* **ACTIVITY**: Print each line from the start of the records below up through the line where "Label a point on each instance of the treeline" is found, exactly as given.

* **RECORD SET**:
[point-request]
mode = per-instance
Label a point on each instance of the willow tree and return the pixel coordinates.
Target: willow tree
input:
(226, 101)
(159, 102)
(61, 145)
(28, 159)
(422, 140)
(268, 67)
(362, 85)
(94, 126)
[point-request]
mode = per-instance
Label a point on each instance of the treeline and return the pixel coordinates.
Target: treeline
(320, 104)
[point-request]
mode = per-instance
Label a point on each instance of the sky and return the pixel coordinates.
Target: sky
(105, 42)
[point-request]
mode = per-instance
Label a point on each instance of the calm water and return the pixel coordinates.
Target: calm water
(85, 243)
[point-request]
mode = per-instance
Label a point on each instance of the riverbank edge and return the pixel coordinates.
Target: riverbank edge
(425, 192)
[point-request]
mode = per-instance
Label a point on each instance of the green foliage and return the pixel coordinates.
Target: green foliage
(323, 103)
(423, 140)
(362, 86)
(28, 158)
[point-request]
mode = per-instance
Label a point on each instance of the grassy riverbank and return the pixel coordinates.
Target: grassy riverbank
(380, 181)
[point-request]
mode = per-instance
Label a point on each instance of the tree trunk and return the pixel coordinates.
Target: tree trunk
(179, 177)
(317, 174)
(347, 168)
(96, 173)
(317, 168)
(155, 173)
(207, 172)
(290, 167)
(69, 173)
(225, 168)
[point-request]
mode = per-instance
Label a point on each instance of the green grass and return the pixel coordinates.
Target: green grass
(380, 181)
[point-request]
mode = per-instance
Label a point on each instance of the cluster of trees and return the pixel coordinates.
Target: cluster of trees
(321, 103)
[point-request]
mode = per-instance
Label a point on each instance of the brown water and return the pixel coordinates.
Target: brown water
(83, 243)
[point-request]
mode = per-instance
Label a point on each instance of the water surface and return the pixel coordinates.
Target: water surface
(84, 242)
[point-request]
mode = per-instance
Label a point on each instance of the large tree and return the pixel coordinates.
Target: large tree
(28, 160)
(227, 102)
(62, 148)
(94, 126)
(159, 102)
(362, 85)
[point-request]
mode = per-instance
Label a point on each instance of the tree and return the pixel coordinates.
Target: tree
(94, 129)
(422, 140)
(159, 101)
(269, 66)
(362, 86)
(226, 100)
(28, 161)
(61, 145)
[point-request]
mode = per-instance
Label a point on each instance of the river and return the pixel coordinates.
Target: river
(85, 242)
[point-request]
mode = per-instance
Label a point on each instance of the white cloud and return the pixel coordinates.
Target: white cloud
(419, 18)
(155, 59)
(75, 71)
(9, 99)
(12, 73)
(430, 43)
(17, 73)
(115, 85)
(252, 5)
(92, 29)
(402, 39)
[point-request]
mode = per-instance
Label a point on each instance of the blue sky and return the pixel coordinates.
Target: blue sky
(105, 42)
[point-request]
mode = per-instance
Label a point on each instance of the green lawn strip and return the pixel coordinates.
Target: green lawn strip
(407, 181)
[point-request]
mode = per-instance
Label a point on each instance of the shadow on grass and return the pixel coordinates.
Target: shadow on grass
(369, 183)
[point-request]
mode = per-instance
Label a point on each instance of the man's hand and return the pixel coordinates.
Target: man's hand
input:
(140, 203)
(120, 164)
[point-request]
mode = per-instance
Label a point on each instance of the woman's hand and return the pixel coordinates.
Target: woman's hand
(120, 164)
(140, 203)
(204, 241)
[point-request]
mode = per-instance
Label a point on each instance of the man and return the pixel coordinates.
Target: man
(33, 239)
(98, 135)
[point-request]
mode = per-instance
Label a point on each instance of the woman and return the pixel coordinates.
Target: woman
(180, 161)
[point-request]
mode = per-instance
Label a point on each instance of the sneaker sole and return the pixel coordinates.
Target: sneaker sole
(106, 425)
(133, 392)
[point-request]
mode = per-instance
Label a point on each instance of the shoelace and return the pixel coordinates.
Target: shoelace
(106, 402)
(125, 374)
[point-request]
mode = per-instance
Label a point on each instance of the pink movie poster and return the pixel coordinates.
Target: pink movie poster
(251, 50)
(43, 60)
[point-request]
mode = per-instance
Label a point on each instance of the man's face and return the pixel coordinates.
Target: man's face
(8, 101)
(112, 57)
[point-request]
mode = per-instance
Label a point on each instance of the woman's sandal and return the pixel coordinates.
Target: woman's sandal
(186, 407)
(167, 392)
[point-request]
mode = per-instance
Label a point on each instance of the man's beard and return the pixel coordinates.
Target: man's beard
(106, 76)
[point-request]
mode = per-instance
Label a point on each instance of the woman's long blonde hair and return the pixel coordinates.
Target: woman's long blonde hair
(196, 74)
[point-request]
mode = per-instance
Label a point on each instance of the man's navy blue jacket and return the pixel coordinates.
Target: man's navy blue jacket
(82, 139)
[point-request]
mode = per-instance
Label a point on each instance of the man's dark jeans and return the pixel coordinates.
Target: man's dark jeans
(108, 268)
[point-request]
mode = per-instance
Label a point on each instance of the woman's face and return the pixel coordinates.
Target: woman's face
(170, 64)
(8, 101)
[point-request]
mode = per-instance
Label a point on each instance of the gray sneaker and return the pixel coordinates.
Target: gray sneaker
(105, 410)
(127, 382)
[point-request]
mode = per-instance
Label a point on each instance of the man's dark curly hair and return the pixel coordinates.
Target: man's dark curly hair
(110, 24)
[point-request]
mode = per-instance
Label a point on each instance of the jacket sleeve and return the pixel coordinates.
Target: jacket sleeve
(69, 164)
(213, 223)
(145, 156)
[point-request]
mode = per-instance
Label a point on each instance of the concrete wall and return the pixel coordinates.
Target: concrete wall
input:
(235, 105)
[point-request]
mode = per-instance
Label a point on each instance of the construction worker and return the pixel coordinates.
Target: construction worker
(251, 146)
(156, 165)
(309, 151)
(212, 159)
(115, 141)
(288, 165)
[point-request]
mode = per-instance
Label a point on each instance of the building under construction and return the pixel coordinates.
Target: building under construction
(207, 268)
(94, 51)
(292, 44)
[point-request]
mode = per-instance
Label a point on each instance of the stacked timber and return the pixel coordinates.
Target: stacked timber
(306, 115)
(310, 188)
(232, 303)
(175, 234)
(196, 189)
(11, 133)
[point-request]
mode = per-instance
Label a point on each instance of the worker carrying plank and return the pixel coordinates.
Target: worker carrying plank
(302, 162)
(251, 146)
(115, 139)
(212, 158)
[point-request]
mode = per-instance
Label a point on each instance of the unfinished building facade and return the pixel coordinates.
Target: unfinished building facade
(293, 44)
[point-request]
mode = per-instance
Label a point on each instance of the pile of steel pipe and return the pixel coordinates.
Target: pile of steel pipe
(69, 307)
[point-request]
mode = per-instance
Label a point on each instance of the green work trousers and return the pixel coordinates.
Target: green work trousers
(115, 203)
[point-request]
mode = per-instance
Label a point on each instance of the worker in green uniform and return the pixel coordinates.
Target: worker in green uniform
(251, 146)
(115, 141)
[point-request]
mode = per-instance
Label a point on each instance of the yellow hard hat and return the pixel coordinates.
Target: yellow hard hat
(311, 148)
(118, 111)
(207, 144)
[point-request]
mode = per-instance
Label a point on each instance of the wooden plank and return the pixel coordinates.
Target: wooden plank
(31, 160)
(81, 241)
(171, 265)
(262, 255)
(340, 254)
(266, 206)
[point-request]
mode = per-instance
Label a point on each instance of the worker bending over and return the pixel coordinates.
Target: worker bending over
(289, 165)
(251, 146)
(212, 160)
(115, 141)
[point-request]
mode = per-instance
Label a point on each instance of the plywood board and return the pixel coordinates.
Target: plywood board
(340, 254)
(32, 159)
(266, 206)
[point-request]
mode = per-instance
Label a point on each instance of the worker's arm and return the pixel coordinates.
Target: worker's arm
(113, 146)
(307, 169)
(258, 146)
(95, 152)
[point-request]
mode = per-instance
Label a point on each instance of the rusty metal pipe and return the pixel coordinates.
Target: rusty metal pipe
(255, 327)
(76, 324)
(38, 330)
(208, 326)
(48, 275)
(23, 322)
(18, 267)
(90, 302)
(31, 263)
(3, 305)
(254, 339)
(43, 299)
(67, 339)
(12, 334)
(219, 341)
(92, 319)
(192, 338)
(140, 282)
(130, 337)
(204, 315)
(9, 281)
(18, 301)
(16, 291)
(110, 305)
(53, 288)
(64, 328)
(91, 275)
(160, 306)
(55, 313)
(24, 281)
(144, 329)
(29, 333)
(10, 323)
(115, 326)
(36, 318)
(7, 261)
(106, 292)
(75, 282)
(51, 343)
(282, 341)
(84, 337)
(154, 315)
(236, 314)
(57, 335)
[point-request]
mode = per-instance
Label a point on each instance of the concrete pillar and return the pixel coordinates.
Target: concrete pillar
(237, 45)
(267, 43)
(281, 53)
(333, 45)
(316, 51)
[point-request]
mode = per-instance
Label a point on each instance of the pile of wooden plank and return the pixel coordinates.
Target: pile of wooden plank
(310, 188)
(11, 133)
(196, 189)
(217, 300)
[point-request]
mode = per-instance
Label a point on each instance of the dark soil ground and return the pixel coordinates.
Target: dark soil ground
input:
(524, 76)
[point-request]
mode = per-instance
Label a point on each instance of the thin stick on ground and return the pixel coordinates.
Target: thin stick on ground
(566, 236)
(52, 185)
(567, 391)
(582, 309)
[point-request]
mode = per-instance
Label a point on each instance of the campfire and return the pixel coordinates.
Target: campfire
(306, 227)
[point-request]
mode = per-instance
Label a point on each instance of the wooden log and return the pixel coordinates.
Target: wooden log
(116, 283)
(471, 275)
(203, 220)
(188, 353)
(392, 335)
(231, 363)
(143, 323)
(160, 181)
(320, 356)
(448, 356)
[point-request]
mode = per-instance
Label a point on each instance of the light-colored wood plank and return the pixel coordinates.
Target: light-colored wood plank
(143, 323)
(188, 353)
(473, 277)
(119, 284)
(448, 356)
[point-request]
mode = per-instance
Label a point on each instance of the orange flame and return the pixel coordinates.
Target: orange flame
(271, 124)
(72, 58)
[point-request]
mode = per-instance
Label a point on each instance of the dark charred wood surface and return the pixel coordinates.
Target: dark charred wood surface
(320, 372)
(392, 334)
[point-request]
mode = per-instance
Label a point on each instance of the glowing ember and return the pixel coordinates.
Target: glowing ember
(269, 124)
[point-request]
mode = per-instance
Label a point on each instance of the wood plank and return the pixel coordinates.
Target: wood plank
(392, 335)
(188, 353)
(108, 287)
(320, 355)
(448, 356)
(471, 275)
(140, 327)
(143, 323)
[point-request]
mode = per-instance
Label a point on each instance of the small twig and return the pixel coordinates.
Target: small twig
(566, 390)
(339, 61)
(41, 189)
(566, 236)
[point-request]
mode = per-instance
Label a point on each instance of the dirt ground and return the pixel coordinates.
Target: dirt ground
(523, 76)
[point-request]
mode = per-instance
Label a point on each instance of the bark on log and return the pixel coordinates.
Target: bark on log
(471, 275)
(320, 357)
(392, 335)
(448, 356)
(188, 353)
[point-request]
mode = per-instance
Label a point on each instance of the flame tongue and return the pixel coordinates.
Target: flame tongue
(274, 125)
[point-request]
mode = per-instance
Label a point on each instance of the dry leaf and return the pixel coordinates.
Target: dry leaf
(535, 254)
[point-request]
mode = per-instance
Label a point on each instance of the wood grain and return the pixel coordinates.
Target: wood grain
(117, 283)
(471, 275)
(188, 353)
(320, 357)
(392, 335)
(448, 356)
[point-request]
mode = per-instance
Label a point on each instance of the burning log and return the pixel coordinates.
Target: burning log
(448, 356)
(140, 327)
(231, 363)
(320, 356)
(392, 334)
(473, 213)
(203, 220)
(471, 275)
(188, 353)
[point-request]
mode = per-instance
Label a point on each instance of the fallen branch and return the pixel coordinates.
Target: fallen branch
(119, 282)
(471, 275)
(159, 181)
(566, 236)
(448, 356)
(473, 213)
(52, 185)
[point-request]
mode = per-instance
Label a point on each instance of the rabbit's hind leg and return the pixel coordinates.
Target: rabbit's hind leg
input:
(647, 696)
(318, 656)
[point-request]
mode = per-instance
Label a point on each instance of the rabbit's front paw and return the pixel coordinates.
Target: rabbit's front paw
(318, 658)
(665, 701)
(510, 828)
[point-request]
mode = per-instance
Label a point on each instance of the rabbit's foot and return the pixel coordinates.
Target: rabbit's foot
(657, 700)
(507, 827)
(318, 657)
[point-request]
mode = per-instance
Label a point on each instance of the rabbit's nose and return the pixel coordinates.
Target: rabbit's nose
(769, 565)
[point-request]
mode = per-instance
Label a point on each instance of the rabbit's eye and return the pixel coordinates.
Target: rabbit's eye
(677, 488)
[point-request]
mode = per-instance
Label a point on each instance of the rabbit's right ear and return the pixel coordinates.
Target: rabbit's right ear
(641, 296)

* **REPLY**:
[point-request]
mode = per-instance
Label a point on each instance of the willow tree and return the pixel coordinates.
Target: willow tree
input:
(226, 101)
(159, 102)
(61, 145)
(28, 159)
(422, 140)
(268, 67)
(362, 85)
(94, 126)
[point-request]
mode = per-instance
Label a point on each instance of the treeline and return the pixel coordinates.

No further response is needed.